→ **GIVEN ENTRIES**:
------------------------------
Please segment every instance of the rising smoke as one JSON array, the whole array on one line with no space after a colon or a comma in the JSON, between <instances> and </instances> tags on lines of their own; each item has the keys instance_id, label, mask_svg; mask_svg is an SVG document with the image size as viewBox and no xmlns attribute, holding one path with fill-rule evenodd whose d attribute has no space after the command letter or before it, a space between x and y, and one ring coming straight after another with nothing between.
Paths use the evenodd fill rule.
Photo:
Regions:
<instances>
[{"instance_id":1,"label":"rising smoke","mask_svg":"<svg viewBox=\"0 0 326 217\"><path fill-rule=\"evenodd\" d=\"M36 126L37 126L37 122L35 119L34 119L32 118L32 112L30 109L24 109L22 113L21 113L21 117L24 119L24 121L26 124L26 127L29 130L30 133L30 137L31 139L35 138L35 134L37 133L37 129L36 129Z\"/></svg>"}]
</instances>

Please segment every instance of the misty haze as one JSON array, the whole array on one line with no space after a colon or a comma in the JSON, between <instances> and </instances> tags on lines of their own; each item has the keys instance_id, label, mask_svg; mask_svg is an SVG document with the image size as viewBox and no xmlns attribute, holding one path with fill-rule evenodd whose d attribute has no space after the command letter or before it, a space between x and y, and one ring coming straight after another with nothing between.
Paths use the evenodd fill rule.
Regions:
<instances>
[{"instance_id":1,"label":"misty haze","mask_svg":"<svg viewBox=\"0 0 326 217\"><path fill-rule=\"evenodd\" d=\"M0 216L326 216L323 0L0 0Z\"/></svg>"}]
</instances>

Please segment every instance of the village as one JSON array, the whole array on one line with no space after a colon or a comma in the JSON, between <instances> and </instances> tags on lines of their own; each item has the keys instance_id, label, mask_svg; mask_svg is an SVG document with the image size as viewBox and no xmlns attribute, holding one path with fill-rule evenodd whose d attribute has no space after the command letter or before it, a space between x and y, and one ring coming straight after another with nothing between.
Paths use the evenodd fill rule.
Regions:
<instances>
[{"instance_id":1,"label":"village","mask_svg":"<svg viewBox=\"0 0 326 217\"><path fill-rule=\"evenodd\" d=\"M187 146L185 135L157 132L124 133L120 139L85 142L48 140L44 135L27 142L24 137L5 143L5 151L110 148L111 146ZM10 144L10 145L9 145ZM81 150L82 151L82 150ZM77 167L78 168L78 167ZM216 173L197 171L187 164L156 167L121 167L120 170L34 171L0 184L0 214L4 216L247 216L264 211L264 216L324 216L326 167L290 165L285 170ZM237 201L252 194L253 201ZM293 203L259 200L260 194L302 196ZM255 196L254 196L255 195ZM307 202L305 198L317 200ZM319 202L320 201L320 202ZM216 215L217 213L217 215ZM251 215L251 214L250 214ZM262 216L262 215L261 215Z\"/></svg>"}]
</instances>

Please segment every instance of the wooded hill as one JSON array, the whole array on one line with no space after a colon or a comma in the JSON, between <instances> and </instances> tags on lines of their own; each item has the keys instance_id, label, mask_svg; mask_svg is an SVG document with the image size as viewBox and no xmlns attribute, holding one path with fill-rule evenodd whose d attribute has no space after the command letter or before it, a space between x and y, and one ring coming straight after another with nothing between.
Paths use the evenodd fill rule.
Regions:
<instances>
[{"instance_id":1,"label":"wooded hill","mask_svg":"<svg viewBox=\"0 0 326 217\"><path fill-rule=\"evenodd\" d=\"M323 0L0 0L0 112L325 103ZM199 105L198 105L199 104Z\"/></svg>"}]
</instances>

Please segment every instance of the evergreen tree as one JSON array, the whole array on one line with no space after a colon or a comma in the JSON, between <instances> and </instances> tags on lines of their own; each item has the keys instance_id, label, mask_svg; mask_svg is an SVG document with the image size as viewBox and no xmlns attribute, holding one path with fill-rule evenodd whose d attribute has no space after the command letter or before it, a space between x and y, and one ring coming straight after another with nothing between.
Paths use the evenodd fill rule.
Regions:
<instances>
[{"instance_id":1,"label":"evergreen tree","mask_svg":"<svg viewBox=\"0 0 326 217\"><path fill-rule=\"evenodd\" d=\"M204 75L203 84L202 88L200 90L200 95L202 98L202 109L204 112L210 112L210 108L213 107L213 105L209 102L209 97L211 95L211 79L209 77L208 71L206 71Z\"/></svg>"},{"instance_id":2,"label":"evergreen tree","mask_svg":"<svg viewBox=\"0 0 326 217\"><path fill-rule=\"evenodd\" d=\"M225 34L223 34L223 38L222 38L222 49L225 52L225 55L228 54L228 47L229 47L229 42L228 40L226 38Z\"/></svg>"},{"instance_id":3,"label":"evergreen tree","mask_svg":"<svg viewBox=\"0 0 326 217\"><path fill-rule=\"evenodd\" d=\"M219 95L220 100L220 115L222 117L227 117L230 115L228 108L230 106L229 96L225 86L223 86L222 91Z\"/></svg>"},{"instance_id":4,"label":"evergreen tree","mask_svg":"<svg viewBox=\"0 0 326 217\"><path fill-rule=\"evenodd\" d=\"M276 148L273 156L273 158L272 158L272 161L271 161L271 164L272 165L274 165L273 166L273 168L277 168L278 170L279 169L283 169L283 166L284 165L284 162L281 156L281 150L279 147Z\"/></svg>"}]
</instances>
------------------------------
Generate an exact reproduction of all entries.

→ **CORRECT OUTPUT**:
Please segment every instance of the rising smoke as one JSON array, the whole array on one line with no space after a colon or a comma in the JSON, between <instances> and </instances> tags on lines of their own; each item has the keys instance_id, label, mask_svg; mask_svg is an SVG document with the image size as viewBox and no xmlns attribute, holding one path with fill-rule evenodd whose d attribute has no space after the command letter or before it, a space between x and y, and one ring coming straight after another with nothing between.
Paths use the evenodd fill rule.
Photo:
Regions:
<instances>
[{"instance_id":1,"label":"rising smoke","mask_svg":"<svg viewBox=\"0 0 326 217\"><path fill-rule=\"evenodd\" d=\"M36 126L37 126L37 122L35 119L34 119L32 118L32 112L30 109L24 109L22 113L21 113L21 117L24 119L24 121L26 124L26 127L29 130L30 133L30 137L31 139L35 138L35 134L37 133L37 129L36 129Z\"/></svg>"}]
</instances>

Please segment every instance of the misty haze as one JSON array, the whole array on one line with no space after a colon or a comma in the JSON, between <instances> and </instances> tags on lines of their own; each item has the keys instance_id, label, mask_svg; mask_svg is an SVG document with the image size as viewBox and no xmlns attribute, holding one path with fill-rule evenodd whose d attribute has no space after the command letter or before it, a space between x and y, and one ring coming straight after another with nothing between.
Paths use the evenodd fill rule.
Regions:
<instances>
[{"instance_id":1,"label":"misty haze","mask_svg":"<svg viewBox=\"0 0 326 217\"><path fill-rule=\"evenodd\" d=\"M0 216L326 216L323 0L0 0Z\"/></svg>"}]
</instances>

Please segment every instance of the village as one JSON array, the whole array on one line with no space after a colon or a comma in the JSON, between <instances> and </instances> tags on lines of their own; each item has the keys instance_id, label, mask_svg; mask_svg is an SVG document with the image size as viewBox and no xmlns attribute, holding one path with fill-rule evenodd whose d attribute has no space after the command letter or before it, a space between x and y, and one ring coming straight after another with nothing between.
Paths use the evenodd fill rule.
Regions:
<instances>
[{"instance_id":1,"label":"village","mask_svg":"<svg viewBox=\"0 0 326 217\"><path fill-rule=\"evenodd\" d=\"M187 146L185 135L157 132L124 133L120 139L85 142L48 140L44 135L27 142L24 137L5 143L5 151L110 148L111 146ZM10 144L10 145L9 145ZM81 150L82 151L82 150ZM77 167L78 168L78 167ZM216 173L197 171L187 164L156 167L121 167L120 170L34 171L0 184L0 214L4 216L247 216L264 211L264 216L324 216L326 167L290 165L285 170ZM237 201L252 194L253 201ZM293 203L259 200L260 194L302 196ZM255 196L254 196L255 195ZM307 202L305 198L317 200ZM319 202L320 201L320 202ZM216 215L217 213L217 215ZM251 215L251 214L250 214ZM262 216L262 215L261 215Z\"/></svg>"}]
</instances>

Please segment every instance of the wooded hill as one JSON array, the whole array on one line with no space after a colon or a comma in the JSON, between <instances> and </instances> tags on lines of their own; each item has the keys instance_id, label, mask_svg; mask_svg is an SVG document with the image size as viewBox and no xmlns attribute, holding one path with fill-rule evenodd whose d attribute has no space after the command letter or before it, a space between x and y, and one ring coming straight after another with nothing between.
Paths use the evenodd fill rule.
Regions:
<instances>
[{"instance_id":1,"label":"wooded hill","mask_svg":"<svg viewBox=\"0 0 326 217\"><path fill-rule=\"evenodd\" d=\"M323 0L0 0L0 112L325 103ZM199 105L198 105L199 104Z\"/></svg>"}]
</instances>

Please segment every instance of the evergreen tree as one JSON array, the whole array on one line with no space after a colon or a comma in the JSON, between <instances> and </instances> tags on lines of their own; each item has the keys instance_id, label, mask_svg; mask_svg is an SVG document with the image size as viewBox and no xmlns attribute, holding one path with fill-rule evenodd whose d attribute has no space after the command letter or before it, a space between x and y, and one ring coming straight after another with nothing between.
Paths use the evenodd fill rule.
Regions:
<instances>
[{"instance_id":1,"label":"evergreen tree","mask_svg":"<svg viewBox=\"0 0 326 217\"><path fill-rule=\"evenodd\" d=\"M204 75L203 84L202 88L200 90L200 95L202 98L202 109L204 112L210 112L210 108L213 107L213 105L209 102L209 97L211 95L211 79L209 77L208 71L206 71Z\"/></svg>"},{"instance_id":2,"label":"evergreen tree","mask_svg":"<svg viewBox=\"0 0 326 217\"><path fill-rule=\"evenodd\" d=\"M225 34L223 34L223 38L222 38L222 49L225 52L225 55L228 54L228 47L229 47L229 42L228 40L226 38Z\"/></svg>"},{"instance_id":3,"label":"evergreen tree","mask_svg":"<svg viewBox=\"0 0 326 217\"><path fill-rule=\"evenodd\" d=\"M219 95L220 100L220 115L222 117L227 117L230 115L228 108L230 106L229 96L225 86L223 86L222 91Z\"/></svg>"},{"instance_id":4,"label":"evergreen tree","mask_svg":"<svg viewBox=\"0 0 326 217\"><path fill-rule=\"evenodd\" d=\"M276 148L273 156L273 158L272 158L272 161L271 161L271 164L272 165L274 165L273 166L273 168L277 168L278 170L279 169L283 169L283 166L284 165L284 162L281 156L281 150L279 147Z\"/></svg>"}]
</instances>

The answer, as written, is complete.